28 Prozent der betroffenen Unternehmen haben gezahlt, konnten die verlorenen Daten aber nicht wiederherstellen. Heißt das, sie wurden reingelegt?
Genau so ist es. Auch wenn ich den richtigen Schlüssel bekomme, kann ich Daten oft nicht sofort wiederherstellen und nutzen. Manchmal dauert es Tage oder Wochen, bis die Entschlüsselung durchgeführt ist.
14 Prozent der betroffenen Unternehmen konnten ihre Daten wiederherstellen, ohne Lösegeld zu zahlen. Wie?
Durch Back-ups. Die Zahl ist extrem gering. 86 Prozent der Unternehmen haben es nicht geschafft, einen Ransomware-Angriff unbeschadet zu überstehen.
Nicht jedes Back-up ist automatisch sicher
Back-ups sind offenbar eine große Baustelle. 75 Prozent der dafür zuständigen Administratoren halten eine Generalüberholung ihres Systems für erforderlich. Wird das Thema nicht ernst genommen?
Es wird definitiv ernst genommen, aber Unternehmen stehen vor Herausforderungen. Manchmal erschwert die wirtschaftliche Situation Investitionen. IT-Abteilungen sind extrem unter Druck und haben kaum Zeit. Die Härtung und Absicherung von Daten trägt außerdem nichts zum Geschäft des Unternehmens bei. Es ist schwierig, diesen Spagat zu schaffen.
Manchmal sind aber offenbar auch Back-ups keine Versicherung gegen Ransomware, richtig?
Wir haben im Laufe der Jahre gemerkt, dass Back-up-Umgebungen zum Angriffsziel Nummer eins geworden sind. Angreifer versuchen zuerst, Back-ups zu verschlüsseln, erst dann werden die restlichen Daten verschüsselt. Man kann sich aber darauf vorbereiten und sicherstellen, dass Back-ups nicht verändert werden können. Man spricht von gehärteten Umgebungen, von "Immutability". Dabei wird sichergestellt, dass Back-ups nicht von Ransomware-Gruppen verschlüsselt werden können.
Interessant ist auch, dass von 4 Prozent der angegriffenen Unternehmen kein Lösegeld gefordert wird. Wieso?
In manchen Fällen kommen Angreifer darauf, dass eine Lösegeldzahlung unwahrscheinlich ist, etwa wenn das Unternehmen pleite ist. Manchmal wird auch aus unerfindlichen Gründen der Kontakt abgebrochen.
68 Prozent der Unternehmen, die Lösegeld bezahlt haben, bekamen das Geld von Versicherungen. Sind das spezielle Ransomware-Versicherungen?
Das sind ganz herkömmliche Versicherungen. Auch in Österreich wird das angeboten. Man mus nur sehr ins Kleingedruckte schauen, um zu erfahren, in welchen Fällen es zu einer Zahlung kommt. Oft müssen auch Bedingungen erfüllt werden, etwa dass Daten offline auf Magnetband gespeichert werden, so wie früher. In größeren Unternehmen ist das üblich.
NIS-2-Umsetzung hängt stark von Mitarbeitern ab
Wie sieht es in den Unternehmen momentan mit der Umsetzung der NIS-2-Richtlinie aus?

• • • • •

** Ihre Aufgaben **
1. Schreiben Sie aus dem Ausgangstext die Passage von "28 Prozent der" bis einschließlich "nicht ernst genommen?" wortgetreu ab.
2. Fassen Sie im Ausgangstext den Absatz, der mit „Es wird definitiv ernst genommen“ beginnt, als knappe Stichpunktliste zusammen. Behalten Sie dabei alle wesentlichen Aussagen bei.

** Bereitgestellte Daten **
• • • • •

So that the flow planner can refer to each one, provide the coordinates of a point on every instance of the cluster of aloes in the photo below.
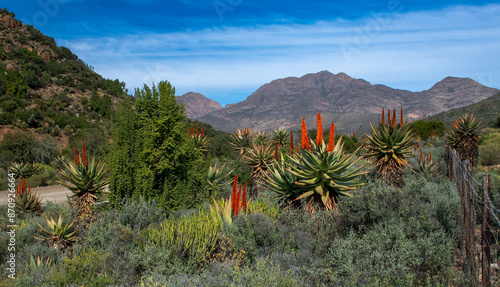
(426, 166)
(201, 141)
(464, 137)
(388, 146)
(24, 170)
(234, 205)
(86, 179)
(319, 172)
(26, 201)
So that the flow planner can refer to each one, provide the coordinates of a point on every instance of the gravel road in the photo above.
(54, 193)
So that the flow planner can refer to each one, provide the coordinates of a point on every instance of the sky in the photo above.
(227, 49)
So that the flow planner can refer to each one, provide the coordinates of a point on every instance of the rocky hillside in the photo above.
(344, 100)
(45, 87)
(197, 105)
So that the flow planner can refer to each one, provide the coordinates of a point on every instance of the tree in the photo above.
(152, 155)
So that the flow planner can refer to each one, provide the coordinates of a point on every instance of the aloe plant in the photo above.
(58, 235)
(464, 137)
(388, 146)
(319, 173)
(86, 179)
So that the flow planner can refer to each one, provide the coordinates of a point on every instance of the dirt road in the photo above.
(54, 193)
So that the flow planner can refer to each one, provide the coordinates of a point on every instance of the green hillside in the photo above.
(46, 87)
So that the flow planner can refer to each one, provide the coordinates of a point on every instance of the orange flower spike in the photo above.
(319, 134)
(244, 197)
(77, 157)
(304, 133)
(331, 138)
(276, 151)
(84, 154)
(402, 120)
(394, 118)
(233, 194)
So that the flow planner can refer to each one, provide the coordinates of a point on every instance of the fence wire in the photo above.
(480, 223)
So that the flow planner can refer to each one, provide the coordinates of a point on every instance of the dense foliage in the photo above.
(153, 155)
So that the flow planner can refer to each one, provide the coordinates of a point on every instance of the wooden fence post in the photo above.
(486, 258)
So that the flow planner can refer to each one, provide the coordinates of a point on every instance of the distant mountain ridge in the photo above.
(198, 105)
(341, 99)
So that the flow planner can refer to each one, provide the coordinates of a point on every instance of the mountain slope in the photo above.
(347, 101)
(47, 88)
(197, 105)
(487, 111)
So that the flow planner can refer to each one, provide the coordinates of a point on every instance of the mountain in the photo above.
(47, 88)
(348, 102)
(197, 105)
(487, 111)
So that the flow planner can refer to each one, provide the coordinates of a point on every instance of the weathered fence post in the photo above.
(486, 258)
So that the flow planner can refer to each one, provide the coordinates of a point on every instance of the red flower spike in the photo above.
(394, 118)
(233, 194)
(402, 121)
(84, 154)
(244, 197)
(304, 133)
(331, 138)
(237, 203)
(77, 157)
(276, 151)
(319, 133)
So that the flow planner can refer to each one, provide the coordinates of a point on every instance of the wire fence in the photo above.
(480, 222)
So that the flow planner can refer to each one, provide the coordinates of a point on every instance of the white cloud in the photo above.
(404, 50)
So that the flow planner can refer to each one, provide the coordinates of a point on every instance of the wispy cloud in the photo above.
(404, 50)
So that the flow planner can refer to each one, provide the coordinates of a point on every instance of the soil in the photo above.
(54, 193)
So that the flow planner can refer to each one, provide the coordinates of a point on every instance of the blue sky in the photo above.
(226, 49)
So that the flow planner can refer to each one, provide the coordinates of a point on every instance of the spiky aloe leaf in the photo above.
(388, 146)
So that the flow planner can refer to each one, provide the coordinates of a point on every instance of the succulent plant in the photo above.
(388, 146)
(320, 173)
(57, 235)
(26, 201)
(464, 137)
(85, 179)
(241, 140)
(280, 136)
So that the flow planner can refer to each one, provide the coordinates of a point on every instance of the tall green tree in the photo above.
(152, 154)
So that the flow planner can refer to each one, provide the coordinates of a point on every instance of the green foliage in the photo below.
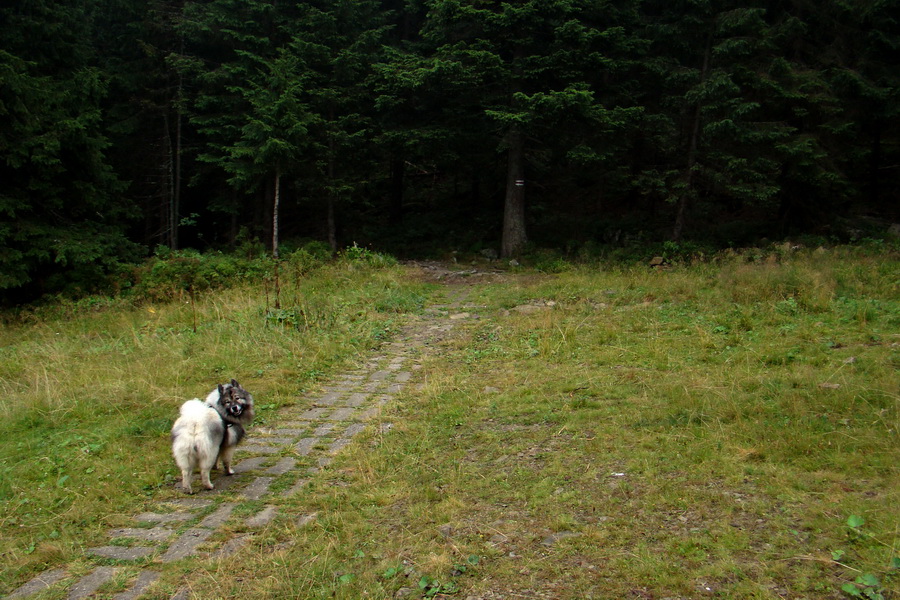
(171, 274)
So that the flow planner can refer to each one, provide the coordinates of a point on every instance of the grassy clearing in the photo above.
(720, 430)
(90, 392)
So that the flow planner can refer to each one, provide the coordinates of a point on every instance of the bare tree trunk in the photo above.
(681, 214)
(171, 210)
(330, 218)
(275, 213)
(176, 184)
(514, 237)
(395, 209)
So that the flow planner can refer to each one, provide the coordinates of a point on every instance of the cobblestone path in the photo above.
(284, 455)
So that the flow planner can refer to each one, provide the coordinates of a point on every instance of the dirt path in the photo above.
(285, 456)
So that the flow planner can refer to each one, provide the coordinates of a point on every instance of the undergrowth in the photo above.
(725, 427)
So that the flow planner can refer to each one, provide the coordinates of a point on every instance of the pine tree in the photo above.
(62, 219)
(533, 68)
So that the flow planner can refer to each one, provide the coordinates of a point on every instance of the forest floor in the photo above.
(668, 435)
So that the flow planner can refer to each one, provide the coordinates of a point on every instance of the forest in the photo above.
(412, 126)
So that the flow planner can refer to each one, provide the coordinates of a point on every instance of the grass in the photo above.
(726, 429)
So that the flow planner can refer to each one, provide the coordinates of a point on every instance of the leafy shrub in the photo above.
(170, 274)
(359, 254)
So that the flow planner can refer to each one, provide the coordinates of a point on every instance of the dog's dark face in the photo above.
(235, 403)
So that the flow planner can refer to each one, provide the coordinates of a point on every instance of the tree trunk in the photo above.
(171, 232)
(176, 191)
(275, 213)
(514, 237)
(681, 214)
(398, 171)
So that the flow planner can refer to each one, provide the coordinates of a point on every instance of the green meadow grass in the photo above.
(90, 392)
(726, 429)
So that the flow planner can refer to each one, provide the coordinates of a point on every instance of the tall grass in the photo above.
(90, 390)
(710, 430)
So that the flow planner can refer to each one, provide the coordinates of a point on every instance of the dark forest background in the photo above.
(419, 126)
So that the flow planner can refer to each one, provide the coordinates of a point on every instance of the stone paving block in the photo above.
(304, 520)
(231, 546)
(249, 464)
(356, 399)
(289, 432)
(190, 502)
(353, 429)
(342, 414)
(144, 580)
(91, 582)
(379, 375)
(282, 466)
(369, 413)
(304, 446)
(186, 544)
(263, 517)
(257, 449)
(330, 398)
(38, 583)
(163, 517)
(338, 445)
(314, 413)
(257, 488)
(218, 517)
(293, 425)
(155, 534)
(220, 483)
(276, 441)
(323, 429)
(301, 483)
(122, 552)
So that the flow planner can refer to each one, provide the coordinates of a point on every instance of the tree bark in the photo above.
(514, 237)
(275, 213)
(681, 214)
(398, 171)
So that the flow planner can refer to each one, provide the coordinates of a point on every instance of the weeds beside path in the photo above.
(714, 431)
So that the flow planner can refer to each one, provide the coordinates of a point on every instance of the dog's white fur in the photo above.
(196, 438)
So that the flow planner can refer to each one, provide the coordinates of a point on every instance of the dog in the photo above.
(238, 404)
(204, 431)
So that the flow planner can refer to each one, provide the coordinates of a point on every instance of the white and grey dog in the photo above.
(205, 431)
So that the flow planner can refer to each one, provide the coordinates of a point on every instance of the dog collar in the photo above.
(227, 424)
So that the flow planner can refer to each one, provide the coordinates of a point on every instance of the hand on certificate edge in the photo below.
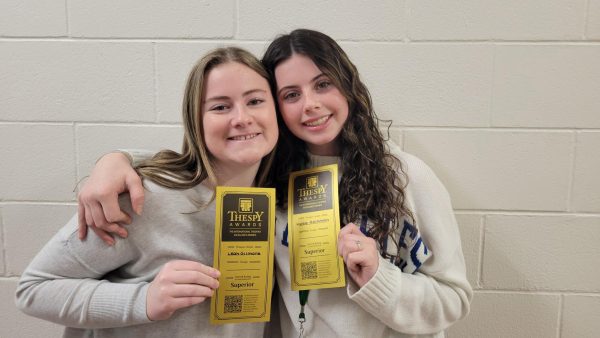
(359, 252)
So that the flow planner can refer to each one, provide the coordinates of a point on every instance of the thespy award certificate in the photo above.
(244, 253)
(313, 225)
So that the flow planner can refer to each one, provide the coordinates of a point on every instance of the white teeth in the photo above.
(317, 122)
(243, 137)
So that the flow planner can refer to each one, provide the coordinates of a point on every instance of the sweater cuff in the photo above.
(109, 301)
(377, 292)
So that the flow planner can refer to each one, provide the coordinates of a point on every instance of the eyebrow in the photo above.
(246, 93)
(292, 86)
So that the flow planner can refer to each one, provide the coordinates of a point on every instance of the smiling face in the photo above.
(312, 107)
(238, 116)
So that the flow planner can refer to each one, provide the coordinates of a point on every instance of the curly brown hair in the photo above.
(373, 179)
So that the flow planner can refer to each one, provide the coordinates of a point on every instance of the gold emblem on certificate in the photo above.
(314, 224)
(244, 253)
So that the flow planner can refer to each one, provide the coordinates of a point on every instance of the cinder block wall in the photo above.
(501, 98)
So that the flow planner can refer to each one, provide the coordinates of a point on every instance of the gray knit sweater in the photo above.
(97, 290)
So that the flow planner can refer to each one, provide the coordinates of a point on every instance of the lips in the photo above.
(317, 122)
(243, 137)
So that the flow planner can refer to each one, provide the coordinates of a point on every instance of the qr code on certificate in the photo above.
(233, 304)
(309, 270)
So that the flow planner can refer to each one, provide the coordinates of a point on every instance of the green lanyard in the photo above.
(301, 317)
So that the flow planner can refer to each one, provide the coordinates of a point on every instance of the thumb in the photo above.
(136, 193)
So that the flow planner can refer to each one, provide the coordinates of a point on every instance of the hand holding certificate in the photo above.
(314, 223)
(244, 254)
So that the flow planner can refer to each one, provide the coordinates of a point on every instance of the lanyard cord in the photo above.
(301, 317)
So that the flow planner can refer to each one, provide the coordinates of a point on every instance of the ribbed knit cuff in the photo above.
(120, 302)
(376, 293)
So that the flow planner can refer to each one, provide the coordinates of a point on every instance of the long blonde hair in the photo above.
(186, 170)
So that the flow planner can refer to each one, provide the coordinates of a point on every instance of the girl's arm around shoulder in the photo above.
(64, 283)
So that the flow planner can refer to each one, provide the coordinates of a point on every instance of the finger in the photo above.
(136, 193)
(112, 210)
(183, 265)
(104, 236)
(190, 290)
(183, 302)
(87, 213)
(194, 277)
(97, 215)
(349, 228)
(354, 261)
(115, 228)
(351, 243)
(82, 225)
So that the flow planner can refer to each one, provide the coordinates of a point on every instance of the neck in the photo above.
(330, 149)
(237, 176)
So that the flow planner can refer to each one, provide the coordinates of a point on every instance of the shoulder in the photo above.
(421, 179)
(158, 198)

• • • • •

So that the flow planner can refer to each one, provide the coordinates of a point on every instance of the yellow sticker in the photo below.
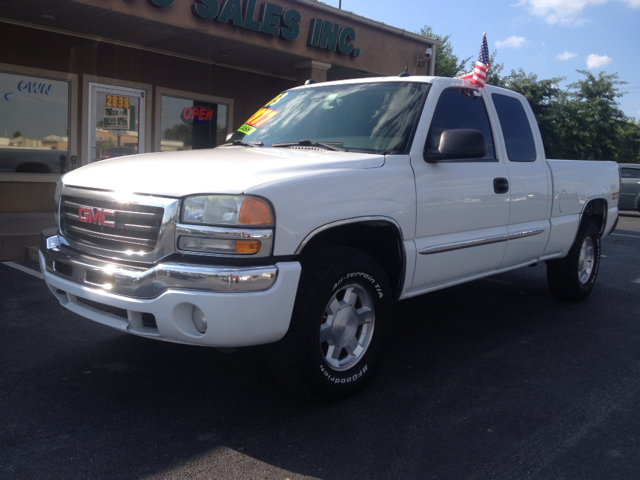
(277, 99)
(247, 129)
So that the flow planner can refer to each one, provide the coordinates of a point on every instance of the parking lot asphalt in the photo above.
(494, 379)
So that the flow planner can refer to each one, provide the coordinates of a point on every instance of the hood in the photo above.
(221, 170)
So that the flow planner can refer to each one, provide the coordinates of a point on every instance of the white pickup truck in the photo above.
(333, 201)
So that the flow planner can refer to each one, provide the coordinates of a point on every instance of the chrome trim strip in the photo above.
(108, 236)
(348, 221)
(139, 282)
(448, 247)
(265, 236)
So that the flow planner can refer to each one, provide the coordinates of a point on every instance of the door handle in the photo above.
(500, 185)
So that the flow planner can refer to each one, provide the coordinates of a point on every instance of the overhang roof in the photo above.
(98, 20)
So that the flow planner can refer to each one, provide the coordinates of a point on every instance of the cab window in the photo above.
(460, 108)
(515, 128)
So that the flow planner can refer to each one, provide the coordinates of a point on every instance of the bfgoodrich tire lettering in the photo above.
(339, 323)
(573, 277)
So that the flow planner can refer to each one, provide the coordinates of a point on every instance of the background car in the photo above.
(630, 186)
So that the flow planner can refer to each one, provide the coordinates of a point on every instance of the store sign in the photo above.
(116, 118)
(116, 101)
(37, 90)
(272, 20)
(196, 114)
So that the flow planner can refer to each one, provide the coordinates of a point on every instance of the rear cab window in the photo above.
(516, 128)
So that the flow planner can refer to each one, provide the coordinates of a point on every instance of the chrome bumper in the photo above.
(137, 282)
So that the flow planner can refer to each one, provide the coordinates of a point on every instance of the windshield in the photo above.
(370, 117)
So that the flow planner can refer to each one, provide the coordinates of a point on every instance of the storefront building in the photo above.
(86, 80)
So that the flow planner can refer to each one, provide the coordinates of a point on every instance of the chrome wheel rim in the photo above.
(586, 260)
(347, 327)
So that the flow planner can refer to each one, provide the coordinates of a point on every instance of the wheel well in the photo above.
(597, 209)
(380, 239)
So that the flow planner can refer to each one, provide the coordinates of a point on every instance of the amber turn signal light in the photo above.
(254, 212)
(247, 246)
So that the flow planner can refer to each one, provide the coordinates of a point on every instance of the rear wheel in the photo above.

• • • • •

** Lösungen **
1.
28 Prozent der betroffenen Unternehmen haben gezahlt, konnten die verlorenen Daten aber nicht wiederherstellen. Heißt das, sie wurden reingelegt?
Genau so ist es. Auch wenn ich den richtigen Schlüssel bekomme, kann ich Daten oft nicht sofort wiederherstellen und nutzen. Manchmal dauert es Tage oder Wochen, bis die Entschlüsselung durchgeführt ist.
14 Prozent der betroffenen Unternehmen konnten ihre Daten wiederherstellen, ohne Lösegeld zu zahlen. Wie?
Durch Back-ups. Die Zahl ist extrem gering. 86 Prozent der Unternehmen haben es nicht geschafft, einen Ransomware-Angriff unbeschadet zu überstehen.
Nicht jedes Back-up ist automatisch sicher
Back-ups sind offenbar eine große Baustelle. 75 Prozent der dafür zuständigen Administratoren halten eine Generalüberholung ihres Systems für erforderlich. Wird das Thema nicht ernst genommen?

2.
- Das Thema wird ernst genommen, doch Unternehmen stehen vor Herausforderungen.
- Die wirtschaftliche Lage erschwert manchmal Investitionen.
- IT-Abteilungen stehen stark unter Druck und haben kaum Zeit.
- Die Härtung und Absicherung von Daten trägt nichts zum Geschäft des Unternehmens bei.
- Diesen Spagat zu schaffen, ist schwierig.